_TEXT BLOCK_:
(CNN) -- The American Civil Liberties Union has filed a lawsuit against Wal-Mart for the termination of a Michigan employee whose doctor verified his illness qualified for medical marijuana use.
Wal-Mart, the nation's largest retailer, fired Joseph Casias in November 2009 after he failed an on-the-job injury-related drug test. Casias suffers from a rare form of cancer in his nasal cavity and brain, and he relied on his doctor's medical marijuana prescription to alleviate the daily pain. Casias is one of about 20,000 legal medical marijuana users in Michigan.
"Medical marijuana has had a life-changing positive effect for Joseph, but Wal-Mart made him pay a stiff and unfair price for his medicine," said Scott Michelman, staff attorney with the ACLU Drug Law Reform Project.
"No patient should be forced to choose between adequate pain relief and gainful employment, and no employer should be allowed to intrude upon private medical choices made by employees in consultation with their doctors," Michelman said.
Wal-Mart officials say they are sympathetic to Casias' condition, but the company needed to put the safety of its customers and associates first.

_WHAT YOU WILL DO_:
#1 According to the article on the ACLU lawsuit, when did Wal-Mart fire Joseph Casias?
#2 For each statement, say yes or no based on the article on the ACLU lawsuit, and quote the exact words that decide it. (a) Casias has a rare form of cancer in his nasal cavity and brain. (b) Casias failed a drug test given as a routine hiring check. (c) Michigan has about 200,000 legal medical marijuana users.

_AVAILABLE DATA_:
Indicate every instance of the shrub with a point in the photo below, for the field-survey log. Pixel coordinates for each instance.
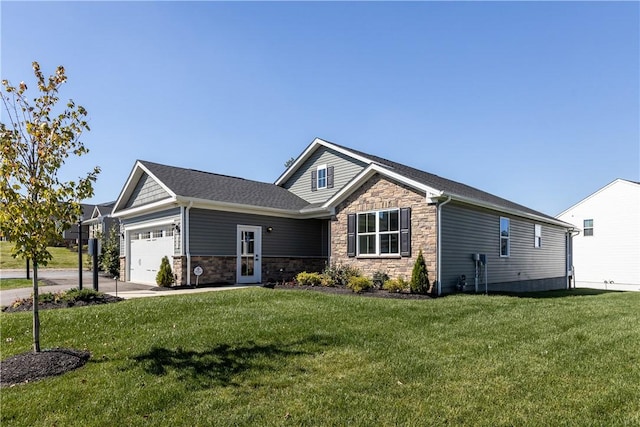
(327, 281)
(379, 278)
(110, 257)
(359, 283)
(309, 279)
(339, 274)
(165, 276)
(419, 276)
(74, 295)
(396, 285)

--

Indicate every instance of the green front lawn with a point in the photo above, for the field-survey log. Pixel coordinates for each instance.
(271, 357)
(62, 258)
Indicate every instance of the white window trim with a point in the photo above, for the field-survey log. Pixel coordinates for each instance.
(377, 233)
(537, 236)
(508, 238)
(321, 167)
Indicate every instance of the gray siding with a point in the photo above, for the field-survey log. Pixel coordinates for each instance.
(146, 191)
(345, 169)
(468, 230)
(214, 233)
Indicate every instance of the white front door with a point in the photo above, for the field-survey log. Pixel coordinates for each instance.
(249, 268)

_ANSWERS FOR THIS EXERCISE_:
#1 In November 2009.

#2
(a) Yes: "Casias suffers from a rare form of cancer in his nasal cavity and brain"
(b) No: "after he failed an on-the-job injury-related drug test"
(c) No: "Casias is one of about 20,000 legal medical marijuana users in Michigan"